RECORD EXCERPTS:
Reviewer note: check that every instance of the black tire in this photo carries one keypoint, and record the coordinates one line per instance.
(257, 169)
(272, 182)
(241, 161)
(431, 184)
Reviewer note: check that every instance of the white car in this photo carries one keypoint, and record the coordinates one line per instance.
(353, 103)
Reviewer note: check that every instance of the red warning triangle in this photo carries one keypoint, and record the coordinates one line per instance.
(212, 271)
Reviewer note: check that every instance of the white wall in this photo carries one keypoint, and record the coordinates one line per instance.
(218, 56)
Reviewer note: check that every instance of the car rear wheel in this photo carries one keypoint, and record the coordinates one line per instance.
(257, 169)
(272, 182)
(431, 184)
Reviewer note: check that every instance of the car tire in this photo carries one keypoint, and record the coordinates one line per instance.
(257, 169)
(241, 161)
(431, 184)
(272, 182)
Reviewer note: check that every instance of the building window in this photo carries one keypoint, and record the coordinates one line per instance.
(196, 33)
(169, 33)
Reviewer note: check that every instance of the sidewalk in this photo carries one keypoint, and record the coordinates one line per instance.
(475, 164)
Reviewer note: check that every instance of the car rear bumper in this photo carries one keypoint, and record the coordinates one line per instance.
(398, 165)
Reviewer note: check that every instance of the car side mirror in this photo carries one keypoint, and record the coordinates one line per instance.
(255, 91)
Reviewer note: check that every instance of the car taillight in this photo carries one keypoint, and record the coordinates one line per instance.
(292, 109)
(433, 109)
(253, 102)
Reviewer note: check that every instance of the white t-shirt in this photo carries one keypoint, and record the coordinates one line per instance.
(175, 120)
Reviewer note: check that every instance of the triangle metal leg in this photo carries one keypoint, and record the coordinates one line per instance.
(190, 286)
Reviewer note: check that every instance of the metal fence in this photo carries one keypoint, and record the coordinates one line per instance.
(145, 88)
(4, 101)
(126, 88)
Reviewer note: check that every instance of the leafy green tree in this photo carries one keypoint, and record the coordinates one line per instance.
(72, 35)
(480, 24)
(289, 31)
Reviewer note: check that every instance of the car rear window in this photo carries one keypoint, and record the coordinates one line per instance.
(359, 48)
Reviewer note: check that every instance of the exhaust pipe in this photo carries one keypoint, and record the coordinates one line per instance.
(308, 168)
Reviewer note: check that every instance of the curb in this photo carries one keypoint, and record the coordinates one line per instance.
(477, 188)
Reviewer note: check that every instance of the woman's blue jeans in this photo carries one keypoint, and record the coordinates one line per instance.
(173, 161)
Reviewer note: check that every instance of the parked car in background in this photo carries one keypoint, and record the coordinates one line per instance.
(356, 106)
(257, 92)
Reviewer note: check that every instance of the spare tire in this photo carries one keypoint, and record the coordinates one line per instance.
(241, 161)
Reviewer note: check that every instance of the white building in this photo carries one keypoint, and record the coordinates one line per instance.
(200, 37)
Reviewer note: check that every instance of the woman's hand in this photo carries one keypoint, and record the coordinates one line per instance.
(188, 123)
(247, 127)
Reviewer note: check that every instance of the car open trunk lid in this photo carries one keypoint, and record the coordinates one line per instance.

REQUIRED WORK: Reproduce the data verbatim, from the line containing "Reviewer note: check that every instance of the parked" through the end of the data, inclusive.

EXERCISE RESULT:
Reviewer note: check that every instance of the parked car in background in this photo carries one keypoint, and record the coordinates one line per instance.
(356, 106)
(257, 92)
Reviewer note: check that every instance of the spare tire in this photo carries one keypoint, and record the coordinates one line per instance.
(241, 161)
Reviewer note: check that every instance of the white building in this photo carries one keypoint, and record the coordinates one line per instance.
(200, 37)
Reviewer note: check that every instance of the woman's hand in this photo carries one keypoint, and record the coordinates one line per instance.
(188, 123)
(247, 127)
Reviewer note: check that every instance of the car open trunk lid in this photo carries one keypoint, and record the coordinates one line per instance.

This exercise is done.